Top of SUPPLIED DATA
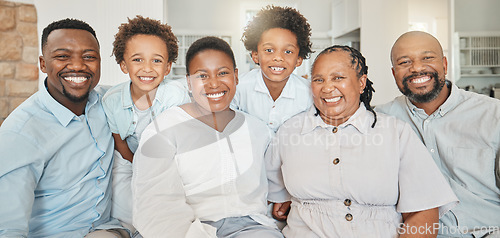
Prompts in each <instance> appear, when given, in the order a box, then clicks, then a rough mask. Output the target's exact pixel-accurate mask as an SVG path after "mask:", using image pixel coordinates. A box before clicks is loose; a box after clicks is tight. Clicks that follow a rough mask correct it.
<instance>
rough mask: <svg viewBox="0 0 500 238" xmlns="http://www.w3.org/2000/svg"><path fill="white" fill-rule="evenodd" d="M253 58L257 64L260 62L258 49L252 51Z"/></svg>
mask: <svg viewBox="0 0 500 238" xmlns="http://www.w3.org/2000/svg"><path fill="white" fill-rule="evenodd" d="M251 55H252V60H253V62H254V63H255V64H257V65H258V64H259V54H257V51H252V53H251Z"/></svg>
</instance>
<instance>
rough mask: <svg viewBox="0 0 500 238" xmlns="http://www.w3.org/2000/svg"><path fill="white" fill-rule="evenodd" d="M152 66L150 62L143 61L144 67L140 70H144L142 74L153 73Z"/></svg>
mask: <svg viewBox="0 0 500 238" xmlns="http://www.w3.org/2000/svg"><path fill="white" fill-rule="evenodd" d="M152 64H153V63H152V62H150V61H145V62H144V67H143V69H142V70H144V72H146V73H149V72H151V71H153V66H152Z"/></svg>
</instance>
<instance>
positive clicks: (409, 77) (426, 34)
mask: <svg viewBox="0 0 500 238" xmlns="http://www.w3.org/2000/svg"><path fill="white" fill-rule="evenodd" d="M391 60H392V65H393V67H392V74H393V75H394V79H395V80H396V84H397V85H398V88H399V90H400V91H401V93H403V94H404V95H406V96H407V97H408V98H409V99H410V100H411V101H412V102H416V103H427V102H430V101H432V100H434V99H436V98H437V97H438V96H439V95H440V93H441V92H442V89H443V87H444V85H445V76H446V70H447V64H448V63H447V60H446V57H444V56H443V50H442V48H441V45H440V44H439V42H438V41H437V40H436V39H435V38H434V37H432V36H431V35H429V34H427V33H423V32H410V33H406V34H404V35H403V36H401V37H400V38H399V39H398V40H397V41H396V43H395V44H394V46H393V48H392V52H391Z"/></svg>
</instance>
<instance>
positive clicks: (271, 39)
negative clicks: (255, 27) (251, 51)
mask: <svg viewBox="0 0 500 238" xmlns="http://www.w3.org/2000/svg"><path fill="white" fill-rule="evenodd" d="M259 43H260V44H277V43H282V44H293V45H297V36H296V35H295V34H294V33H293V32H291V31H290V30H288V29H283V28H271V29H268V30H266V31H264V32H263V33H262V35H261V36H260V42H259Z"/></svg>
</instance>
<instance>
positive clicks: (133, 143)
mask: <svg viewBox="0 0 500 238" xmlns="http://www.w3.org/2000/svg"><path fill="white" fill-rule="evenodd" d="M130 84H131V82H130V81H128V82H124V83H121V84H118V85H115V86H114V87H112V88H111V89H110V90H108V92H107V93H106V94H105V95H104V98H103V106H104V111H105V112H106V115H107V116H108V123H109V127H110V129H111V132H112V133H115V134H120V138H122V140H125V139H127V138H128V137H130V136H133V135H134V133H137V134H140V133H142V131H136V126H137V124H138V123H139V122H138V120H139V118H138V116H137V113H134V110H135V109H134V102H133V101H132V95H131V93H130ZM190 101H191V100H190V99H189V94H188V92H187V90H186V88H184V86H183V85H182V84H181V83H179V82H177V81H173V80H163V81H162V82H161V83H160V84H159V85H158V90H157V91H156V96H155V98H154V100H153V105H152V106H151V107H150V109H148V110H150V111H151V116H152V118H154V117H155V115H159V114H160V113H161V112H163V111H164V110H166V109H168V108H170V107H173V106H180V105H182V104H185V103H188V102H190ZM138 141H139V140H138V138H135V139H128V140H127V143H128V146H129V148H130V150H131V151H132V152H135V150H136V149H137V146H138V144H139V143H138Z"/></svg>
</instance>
Bottom of SUPPLIED DATA
## PROBLEM TO SOLVE
Find every line in the records above that contains the string "rough" and copy each one.

## RESULT OF THE TASK
Prompts in each <instance> appear, when given, in the order a box, then clicks, then a rough mask. Output the target's exact pixel-accurate mask as an SVG path after "mask:", using image pixel coordinates. A box before clicks is loose; a box after clicks is tight. Clicks that follow a rough mask correct it.
rough mask: <svg viewBox="0 0 500 238" xmlns="http://www.w3.org/2000/svg"><path fill="white" fill-rule="evenodd" d="M253 58L257 64L260 62L258 49L252 51Z"/></svg>
rough mask: <svg viewBox="0 0 500 238" xmlns="http://www.w3.org/2000/svg"><path fill="white" fill-rule="evenodd" d="M152 66L150 62L143 61L144 67L140 70H144L142 74L153 73Z"/></svg>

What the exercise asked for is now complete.